### What you will do
Leave out every line before the one containing "Question. Identify every instance of the blue", and repeat the rest of the material below exactly, that line included.

### The records
────────────────

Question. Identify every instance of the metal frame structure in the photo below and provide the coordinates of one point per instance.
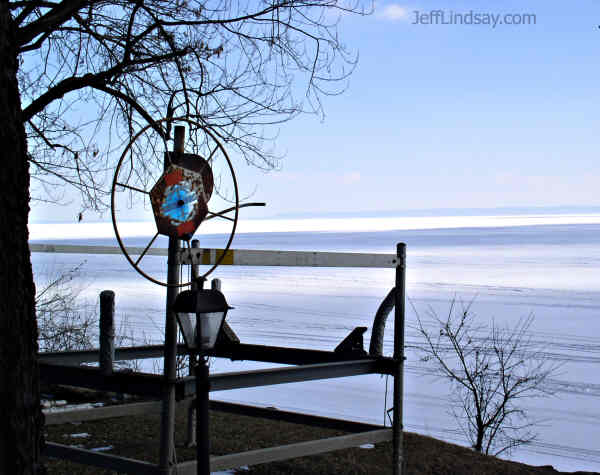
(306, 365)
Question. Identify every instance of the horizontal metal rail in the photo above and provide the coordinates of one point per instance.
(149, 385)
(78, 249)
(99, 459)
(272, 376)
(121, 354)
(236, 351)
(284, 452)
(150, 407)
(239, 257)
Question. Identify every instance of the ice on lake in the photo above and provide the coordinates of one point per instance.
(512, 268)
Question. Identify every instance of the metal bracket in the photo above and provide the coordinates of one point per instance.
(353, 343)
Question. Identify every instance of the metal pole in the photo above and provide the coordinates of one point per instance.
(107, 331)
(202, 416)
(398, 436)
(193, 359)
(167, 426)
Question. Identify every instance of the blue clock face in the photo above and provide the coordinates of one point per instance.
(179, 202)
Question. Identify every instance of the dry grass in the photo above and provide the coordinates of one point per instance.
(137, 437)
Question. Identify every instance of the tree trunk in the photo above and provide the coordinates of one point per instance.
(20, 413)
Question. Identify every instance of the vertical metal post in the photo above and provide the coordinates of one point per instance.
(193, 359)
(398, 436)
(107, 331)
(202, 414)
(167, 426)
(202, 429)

────────────────

### Solved problem
Question. Identify every instance of the blue clock face in the photo above and provide the coordinates of one point per instance.
(179, 202)
Question. Identify every instance of the dry grass in the photo above and provide the coordinates of one point per instance.
(137, 437)
Question. Identify every instance of the tree trunk in the photo above and provide the coordinates of one point per instance.
(20, 413)
Question. Identify every instance of the vertical metal post in the photo above and provide the coordinates of one point per instance.
(193, 359)
(398, 436)
(107, 331)
(202, 414)
(167, 426)
(202, 429)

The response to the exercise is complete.